● PROBLEMS AND TASKS
(1) In the corn overview, what temperature range is given as best for growing corn?
(2) Extend the overview of corn production past its last sentence.

● EXCERPT

_ _ _ _ _ _ _

Revision as of 12:18, 27 February 2020

Re-imagining Bus Transport Network in Singapore


Proposal

Poster

Application

Report

Back to Main ↗


Overview
Corn or Maize (as called in some countries) was first grown in ancient Central America. Corn has become a staple in many parts of the world, providing not only substances that we fill our belly with, but also act as the raw ingredient for corn ethanol, animal feed etc. The United States accounts for about 40% of production of corn in the world1, which makes it the largest corn producer. The major portion of production is found in the Midwestern states, such as Illinois, Iowa, Nebraska and Minnesota – these states were grouped and eventually became known as the ‘Corn Belt’. The Corn Belt has about 96,000,000 acres of land just for corn production. The states that make up the Corn Belt were selected due to leveled land, fertile and highly organic soils2.

Corn has been known to be able to grow in a wide range of climatic conditions, hence it would be a challenge to set precise conditions for corn production. However, there is still a limit of this wide window of conditions, such as corn is grown mostly in tropical latitudes, corn has a cold limit of 19°C, corn grows the best in warm temperatures between 21°C to 27°C and the growing season to grow hovers between 120 -180 days3. Hence, breeders have been experimenting with various types of corn hybrids, each of them specifically created to have high yield despite the environment it is planted in. Over the years, the farmers have been using trial and error method to identify the best hybrids to plant by planting each of these hybrids in different locations with different environmental factors; this process has been proven to be slow and not very effective4. This project aims to explore the meteorology and geographical factors that makes a corn, the a-maize-ing crop that we know today, which would benefit the corn breeder greatly.

_ _ _ _ _ _ _

● DATASET SECTION

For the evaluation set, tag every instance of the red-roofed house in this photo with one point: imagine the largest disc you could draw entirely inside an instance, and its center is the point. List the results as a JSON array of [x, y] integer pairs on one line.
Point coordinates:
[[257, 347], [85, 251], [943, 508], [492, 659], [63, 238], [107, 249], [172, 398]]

_ _ _ _ _ _ _

● SOLVED TASKS
(1) Warm temperatures between 21°C and 27°C.

(2)
Scope

The scope of the project is limited to the corn produced in USA, specifically from the Corn Belt regions. Due to time constraint, we will analyse at the ‘Environment’ level (aggregated) instead of ‘Hybrid’ level. Each Environment can be treated as a plantation, where each Environment has various numbers of hybrids being planted. All years are taken into consideration, with a focus on the individual growing season of each environment (around Mar/April to September). We will also limit the environmental factors to the following:

  1. Precipitation
  2. Exposure length to sun (Radiation)
  3. Average Temperature
  4. Location of where the hybrid is planted

Objective

The first objective of this project is to visualise our dataset:

  1. Weather Data: Precipitation, Average Temperature,Length of (sun) Radiation over the years
  2. Performance Data: Average Yield by State, by Plantation. However after skimming through our data, about 45% of our plantations are only used once. Hence we do not have enough data for us to do a time-series analysis. Instead, we will be doing cross-sectional analysis, where we will analyse and visualise our data year by year.

The second objective is to predict the yield of a plantation, given the soil conditions and topography of the plantation. The model that we are going to implement is Geo-weighted Regression (GWR) Model. This is will be further elaborated on in the Methodology section.

Data Source

This data from the 'Syngenta Crop Challenge 2019'. Click here to see the data.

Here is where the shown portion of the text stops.